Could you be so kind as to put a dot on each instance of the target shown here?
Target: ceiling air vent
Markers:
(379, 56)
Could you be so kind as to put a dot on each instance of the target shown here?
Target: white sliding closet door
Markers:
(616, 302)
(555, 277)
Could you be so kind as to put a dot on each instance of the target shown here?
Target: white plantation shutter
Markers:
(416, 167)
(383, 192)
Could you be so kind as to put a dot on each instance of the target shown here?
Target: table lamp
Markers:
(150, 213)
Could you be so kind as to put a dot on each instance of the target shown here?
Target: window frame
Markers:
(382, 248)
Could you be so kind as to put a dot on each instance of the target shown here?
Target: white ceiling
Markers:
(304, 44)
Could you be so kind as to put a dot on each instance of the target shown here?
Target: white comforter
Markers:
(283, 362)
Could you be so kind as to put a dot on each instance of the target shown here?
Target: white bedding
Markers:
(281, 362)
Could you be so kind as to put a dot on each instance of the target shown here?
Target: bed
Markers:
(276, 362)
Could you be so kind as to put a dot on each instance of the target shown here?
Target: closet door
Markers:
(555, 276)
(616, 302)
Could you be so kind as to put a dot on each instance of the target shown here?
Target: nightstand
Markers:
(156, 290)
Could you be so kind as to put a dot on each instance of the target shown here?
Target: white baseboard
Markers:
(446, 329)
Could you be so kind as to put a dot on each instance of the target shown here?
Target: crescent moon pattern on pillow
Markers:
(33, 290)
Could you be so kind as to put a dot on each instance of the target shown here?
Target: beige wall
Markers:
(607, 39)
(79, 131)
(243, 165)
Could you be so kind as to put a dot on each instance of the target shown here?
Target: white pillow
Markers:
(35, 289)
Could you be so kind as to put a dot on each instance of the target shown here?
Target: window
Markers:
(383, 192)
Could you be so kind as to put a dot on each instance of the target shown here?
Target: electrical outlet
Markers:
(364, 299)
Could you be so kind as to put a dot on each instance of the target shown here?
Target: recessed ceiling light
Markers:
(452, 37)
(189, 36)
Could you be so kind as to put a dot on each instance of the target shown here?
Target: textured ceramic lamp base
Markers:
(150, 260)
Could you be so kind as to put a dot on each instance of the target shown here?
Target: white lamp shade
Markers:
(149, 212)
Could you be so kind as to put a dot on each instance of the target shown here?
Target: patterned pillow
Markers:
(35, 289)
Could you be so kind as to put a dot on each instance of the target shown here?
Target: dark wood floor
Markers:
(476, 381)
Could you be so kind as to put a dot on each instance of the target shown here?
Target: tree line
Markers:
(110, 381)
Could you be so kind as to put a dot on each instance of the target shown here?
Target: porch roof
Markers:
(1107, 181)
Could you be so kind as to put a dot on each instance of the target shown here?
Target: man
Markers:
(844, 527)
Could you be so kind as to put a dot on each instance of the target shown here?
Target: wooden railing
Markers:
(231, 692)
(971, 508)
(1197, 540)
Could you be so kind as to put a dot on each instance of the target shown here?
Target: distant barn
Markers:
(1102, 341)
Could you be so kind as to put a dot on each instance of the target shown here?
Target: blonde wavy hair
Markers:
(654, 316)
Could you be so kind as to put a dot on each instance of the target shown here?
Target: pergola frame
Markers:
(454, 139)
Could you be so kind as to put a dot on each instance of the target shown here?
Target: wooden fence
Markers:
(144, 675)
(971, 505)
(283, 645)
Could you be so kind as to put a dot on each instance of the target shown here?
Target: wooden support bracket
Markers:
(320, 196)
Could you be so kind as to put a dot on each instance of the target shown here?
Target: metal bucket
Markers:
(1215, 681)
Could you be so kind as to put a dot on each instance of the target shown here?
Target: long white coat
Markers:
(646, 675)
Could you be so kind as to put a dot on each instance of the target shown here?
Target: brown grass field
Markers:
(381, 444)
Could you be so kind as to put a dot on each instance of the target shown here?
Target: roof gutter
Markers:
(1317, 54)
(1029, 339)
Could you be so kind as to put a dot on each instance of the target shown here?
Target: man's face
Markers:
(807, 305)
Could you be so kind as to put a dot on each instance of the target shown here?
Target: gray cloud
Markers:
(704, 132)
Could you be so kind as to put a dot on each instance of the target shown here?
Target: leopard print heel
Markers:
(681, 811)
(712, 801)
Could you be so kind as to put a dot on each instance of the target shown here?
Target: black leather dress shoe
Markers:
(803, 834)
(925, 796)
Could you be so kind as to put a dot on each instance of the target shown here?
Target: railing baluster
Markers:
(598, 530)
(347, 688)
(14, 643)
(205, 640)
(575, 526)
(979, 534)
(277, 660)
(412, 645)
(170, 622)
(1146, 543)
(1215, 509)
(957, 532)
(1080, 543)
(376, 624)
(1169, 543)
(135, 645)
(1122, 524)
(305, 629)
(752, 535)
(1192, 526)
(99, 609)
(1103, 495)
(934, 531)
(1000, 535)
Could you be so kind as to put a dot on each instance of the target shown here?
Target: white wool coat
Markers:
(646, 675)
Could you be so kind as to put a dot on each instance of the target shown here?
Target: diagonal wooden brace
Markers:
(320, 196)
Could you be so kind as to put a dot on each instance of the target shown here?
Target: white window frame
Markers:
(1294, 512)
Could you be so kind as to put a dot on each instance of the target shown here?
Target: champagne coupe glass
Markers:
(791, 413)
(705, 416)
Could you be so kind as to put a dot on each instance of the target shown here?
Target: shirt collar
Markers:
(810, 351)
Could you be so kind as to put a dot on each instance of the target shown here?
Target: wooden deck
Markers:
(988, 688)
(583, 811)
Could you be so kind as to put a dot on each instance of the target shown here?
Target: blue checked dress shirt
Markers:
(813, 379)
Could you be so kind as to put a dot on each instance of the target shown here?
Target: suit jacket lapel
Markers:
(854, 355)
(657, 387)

EXERCISE BRIEF =>
The answer must be a single number: the count of lines in the listing that hold the string "shirt".

SOLUTION FOR THIS TASK =>
2